— Written instruction —
Please reproduce the text on parsing command line arguments with Boost word for word, starting at "using namespace boost;" and ending at "argc , char **argv)".

* begin Reading passage *

The presence of command line flags can be detected by sampling the value count of the specific argument found in the variable map. Here is an example:

if (variable_map.count(“restart”))
{
    cout << “–restart specified” << endl;
}

Valued arguments may be retrieved by using a casting method provided by the variable map. Note that the casting method is template function and must be supplied with the same vectored value type supplied to the options description object.

if (variable_map.count(“output-file”))
{
    vector<string> outputFilename =
        vm[“output-file”].as< vector<string> >();
    cout << “–output-file specified with value = ”
        
<< outputFilename[0] << endl;
}


A Concrete Example

Assume we want to write an application with the following command line arguments:

Command [-h|–help] [-m|–memory-report] [-r|–restart] [-t|–template] [-v|–validate] [-o|-output-file <file name>] -i|-input-file <file name>



Also assume, for legacy reasons, we want to support the ability to specify the input file positionally as well, like this:

Command [-h|–help] [-m|–memory-report] [-r|–restart] [-t|–template] [-v|–validate] [-o|-output-file <file name>] <file name>


From the above we know that the -h, -m, -r, -t and -v are command line flags. We can also see that both the -o and -i arguments take a file name as an argument value. Except for input file handling our application command line is fairly straightforward. The source code below illustrates how we would use the boost_program_options library to implement our application command line parsing functionality:

[CommandLine.cpp]
// Include the headers relevant to the boost::program_options
// library
#include <boost/program_options/options_description.hpp>
#include <boost/program_options/parsers.hpp>
#include <boost/program_options/variables_map.hpp>
#include <boost/tokenizer.hpp>
#include <boost/token_functions.hpp>

using namespace boost;
using namespace boost::program_options;

#include <iostream>
#include <fstream>

// Include std::exception so we can handling any argument errors
// emitted by the command line parser
#include <exception>

using namespace std;

int main(int argc , char **argv)
{

// Add descriptive text for display when help argument is
// supplied
options_description desc(
    “\nAn example command using Boost command line “
    ”arguments.\n\nAllowed arguments”);

// Define command line arguments using either formats:
//
//     (“long-name,short-name”, “Description of argument”)
//     for flag values or
//
//     (“long-name,short-name”, <data-type>, 
//     “Description of argument”) arguments with values
//
// Remember that arguments with values may be multi-values
// and must be vectors
desc.add_options()
    (“help,h”, “Produce this help message.”)

* end Reading passage *
* begin Material *

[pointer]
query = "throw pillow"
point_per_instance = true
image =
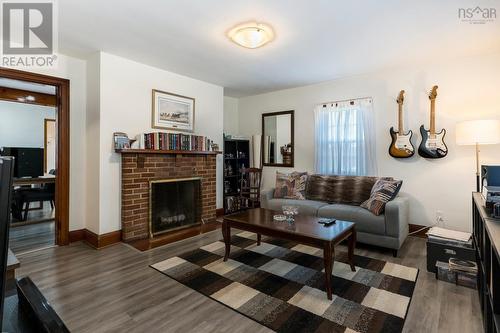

* end Material *

— Result —
using namespace boost;
using namespace boost::program_options;

#include <iostream>
#include <fstream>

// Include std::exception so we can handling any argument errors
// emitted by the command line parser
#include <exception>

using namespace std;

int main(int argc , char **argv)